● Excerpted passage
>> START
The other reccurent theme in the orientation talks was, "Oh, and try not to be too weird." Hah! Too late!

Also now I have bangs. They are subtle, so when my hair is down you might not notice them. I have some pictures, maybe I will post them later. Now that I'm almost an MIT student I might finally be ready to tackle daunting tasks like learning how to post pictures on livejournal, knock on wood. [Edit: Oh look, I have a new icon. How'd that happen? Man. I guess I should be used to it by now, but seriously, why am I so hot? God, you have too much time on your hands. I mean I appreciate it, but shouldn't you be out parting seas or something, instead of making hot girls?]

And now, two animal stories from/about my mom:

1) "We've got to put a BARRIER between US and the SNAKES!"
Recent cultural developments prompted my mom to retell this classic story from Real Life. One day long ago an acquaintance of hers had a very venomous and deadly viper, and she wished to transport this viper over a long distance. It occurred to her that the appropriate vehicle for this trip would be a plane. This was long ago and before the invention of airport security, so she was able to smuggle her snake onto the plane by craftily concealling it in a box with a lid. As the flight wore on she guarded the box carefully, cradling it in her lap, and it would have been clear to anyone watching that the box contained something very valuable. At one point, however, she left the box behind and went to the bathroom. When she came back the box was gone. She assessed the situation and its potential consequences. Then she sat back down and spent the rest of the flight pretending nothing had happened.

2) In which my dog is treated strangely
I had an apple core and didn't want to eat it because I don't really like the seeds, so I asked my mother if I should feed it to the dog. My mother said yes, she gives her apple cores to the dog. But first she usually cuts them up, into parts with seeds and parts without seeds. Then my mother eats the parts with seeds and gives the dog the parts without, because the dog doesn't really like seeds.

And now I'm going to bed, and hopefully sleep, so I can get up early for more pep talks tomorrow. Wish me luck. I can never fall asleep the night before the first day of school, and the second day of orientation might have a similar effect.

Early Acceptance

Oh look, I just got an email with the subject "Early Acceptance." Sweet, looks like some grad school likes me so much that they've decided to accept me in January. Must be one of my backups. Let's see...
>> END
● Source material
>> START
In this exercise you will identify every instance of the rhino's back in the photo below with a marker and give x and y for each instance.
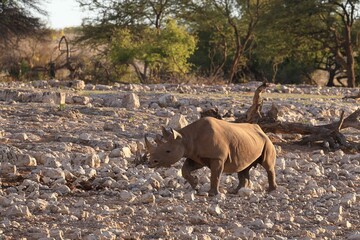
>> END
Retype the stretch of the blog post from "Oh look, I just" through "backups. Let's see...". The material that comes after the blog post stands on its own and is unrelated to it.

Oh look, I just got an email with the subject "Early Acceptance." Sweet, looks like some grad school likes me so much that they've decided to accept me in January. Must be one of my backups. Let's see...